Annotation data for object locations
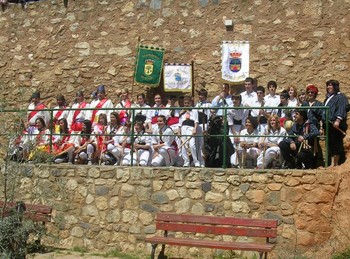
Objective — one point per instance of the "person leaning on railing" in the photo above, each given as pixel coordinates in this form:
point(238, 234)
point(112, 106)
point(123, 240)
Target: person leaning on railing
point(297, 147)
point(163, 144)
point(337, 103)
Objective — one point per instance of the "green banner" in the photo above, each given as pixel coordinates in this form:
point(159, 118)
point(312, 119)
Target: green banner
point(149, 64)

Given request » Can you copy out all of the data above word for word, leaving out the pictures?

Final result »
Objective — one point per instance of the "person leaning on railing" in the photo above, each given as pixel coordinates in this form:
point(238, 234)
point(112, 106)
point(123, 240)
Target: person leaning on railing
point(297, 147)
point(163, 144)
point(337, 103)
Objective — one point per instance of the "green banner" in the photo above, each given as pixel coordinates in this form:
point(159, 118)
point(312, 119)
Target: green banner
point(149, 64)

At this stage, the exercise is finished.